---- Data provided
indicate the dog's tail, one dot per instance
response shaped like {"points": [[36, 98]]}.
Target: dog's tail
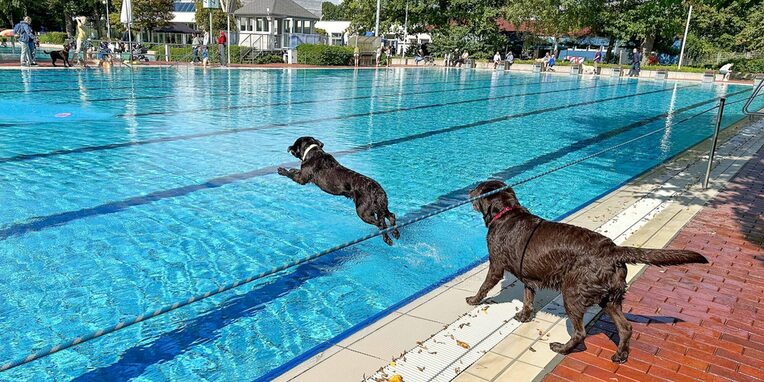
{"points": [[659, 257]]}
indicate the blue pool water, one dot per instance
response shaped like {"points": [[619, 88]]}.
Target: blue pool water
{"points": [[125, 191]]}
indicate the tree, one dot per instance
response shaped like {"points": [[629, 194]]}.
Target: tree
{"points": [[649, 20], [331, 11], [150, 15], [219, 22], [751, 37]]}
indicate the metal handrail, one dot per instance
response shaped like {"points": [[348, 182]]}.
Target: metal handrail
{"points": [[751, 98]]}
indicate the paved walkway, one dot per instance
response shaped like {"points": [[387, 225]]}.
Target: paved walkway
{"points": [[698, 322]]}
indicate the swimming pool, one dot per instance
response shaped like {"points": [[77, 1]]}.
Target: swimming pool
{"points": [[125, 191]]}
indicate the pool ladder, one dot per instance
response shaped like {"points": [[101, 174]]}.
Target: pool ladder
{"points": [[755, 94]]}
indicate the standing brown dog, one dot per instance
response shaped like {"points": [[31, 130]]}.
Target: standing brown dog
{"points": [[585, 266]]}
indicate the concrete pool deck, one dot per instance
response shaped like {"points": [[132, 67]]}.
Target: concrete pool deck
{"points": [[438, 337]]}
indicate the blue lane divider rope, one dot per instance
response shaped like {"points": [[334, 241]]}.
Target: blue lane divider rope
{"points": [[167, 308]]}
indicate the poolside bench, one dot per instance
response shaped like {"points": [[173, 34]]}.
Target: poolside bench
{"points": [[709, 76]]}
--------
---- Data provided
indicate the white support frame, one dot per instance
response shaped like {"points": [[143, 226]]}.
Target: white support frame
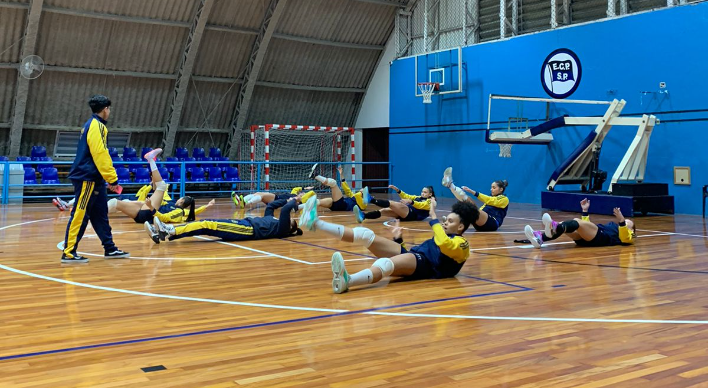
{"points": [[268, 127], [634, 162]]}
--------
◆ Objective:
From the items above, copy every line that contains the string "ladder". Case counts.

◆ Exercise result:
indicate the pool ladder, one dot per instance
Target: pool ladder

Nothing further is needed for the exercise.